● **Your instructions**
Below is the data. Give it again, complete and exact.
====== Input records ======
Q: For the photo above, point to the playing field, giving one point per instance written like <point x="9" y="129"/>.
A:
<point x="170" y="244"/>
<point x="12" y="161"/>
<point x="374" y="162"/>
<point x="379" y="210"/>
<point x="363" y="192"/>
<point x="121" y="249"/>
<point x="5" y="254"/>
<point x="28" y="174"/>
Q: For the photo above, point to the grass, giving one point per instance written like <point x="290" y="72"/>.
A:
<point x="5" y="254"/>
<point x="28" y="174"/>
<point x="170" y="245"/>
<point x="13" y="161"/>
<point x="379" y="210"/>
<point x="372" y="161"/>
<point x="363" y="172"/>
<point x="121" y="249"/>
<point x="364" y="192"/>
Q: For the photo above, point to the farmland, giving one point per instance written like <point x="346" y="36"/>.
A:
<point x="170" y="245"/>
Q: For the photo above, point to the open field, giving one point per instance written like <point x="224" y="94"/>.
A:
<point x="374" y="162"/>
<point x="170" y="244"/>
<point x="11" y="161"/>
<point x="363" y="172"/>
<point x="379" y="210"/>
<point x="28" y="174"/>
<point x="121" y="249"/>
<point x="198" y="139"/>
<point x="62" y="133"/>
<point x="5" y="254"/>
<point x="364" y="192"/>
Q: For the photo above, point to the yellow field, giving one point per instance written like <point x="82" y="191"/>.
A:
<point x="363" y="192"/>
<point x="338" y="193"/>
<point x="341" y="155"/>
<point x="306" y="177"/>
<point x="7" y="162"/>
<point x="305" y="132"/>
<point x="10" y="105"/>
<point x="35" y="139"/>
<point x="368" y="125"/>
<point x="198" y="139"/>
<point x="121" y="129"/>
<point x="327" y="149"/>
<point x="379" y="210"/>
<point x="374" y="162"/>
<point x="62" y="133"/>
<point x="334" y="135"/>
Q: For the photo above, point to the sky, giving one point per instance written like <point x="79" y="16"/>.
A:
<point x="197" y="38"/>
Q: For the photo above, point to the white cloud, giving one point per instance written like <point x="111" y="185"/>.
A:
======
● **Your response**
Q: For the photo above, point to the playing field, giving one point per instance written like <point x="9" y="129"/>.
A:
<point x="170" y="244"/>
<point x="12" y="161"/>
<point x="374" y="162"/>
<point x="379" y="210"/>
<point x="363" y="192"/>
<point x="121" y="249"/>
<point x="5" y="254"/>
<point x="28" y="174"/>
Q: For the photo above, point to the grass, giving one point per instance written like <point x="290" y="72"/>.
A:
<point x="5" y="254"/>
<point x="28" y="174"/>
<point x="170" y="245"/>
<point x="13" y="161"/>
<point x="379" y="210"/>
<point x="372" y="161"/>
<point x="363" y="172"/>
<point x="121" y="249"/>
<point x="364" y="192"/>
Q: For the photo above, point to the farmland, giving one point per instance written like <point x="346" y="36"/>.
A:
<point x="170" y="245"/>
Q: For the photo above, point to the open field, giving one point per instance written like <point x="224" y="94"/>.
A:
<point x="374" y="162"/>
<point x="170" y="244"/>
<point x="11" y="161"/>
<point x="363" y="172"/>
<point x="379" y="210"/>
<point x="28" y="174"/>
<point x="121" y="249"/>
<point x="198" y="139"/>
<point x="62" y="133"/>
<point x="5" y="254"/>
<point x="364" y="192"/>
Q: For the photo above, point to the yellow field, giving one point per instance written like <point x="82" y="191"/>.
A:
<point x="363" y="192"/>
<point x="338" y="193"/>
<point x="341" y="155"/>
<point x="306" y="177"/>
<point x="7" y="162"/>
<point x="305" y="132"/>
<point x="10" y="105"/>
<point x="35" y="139"/>
<point x="368" y="125"/>
<point x="198" y="139"/>
<point x="121" y="129"/>
<point x="327" y="149"/>
<point x="379" y="210"/>
<point x="374" y="162"/>
<point x="62" y="133"/>
<point x="334" y="135"/>
Q: For the photo above, point to the sky, giving one point per instance written like <point x="79" y="16"/>.
A:
<point x="197" y="38"/>
Q: For the photo above, point to the white cloud, giving one point per instance written like <point x="111" y="185"/>.
A:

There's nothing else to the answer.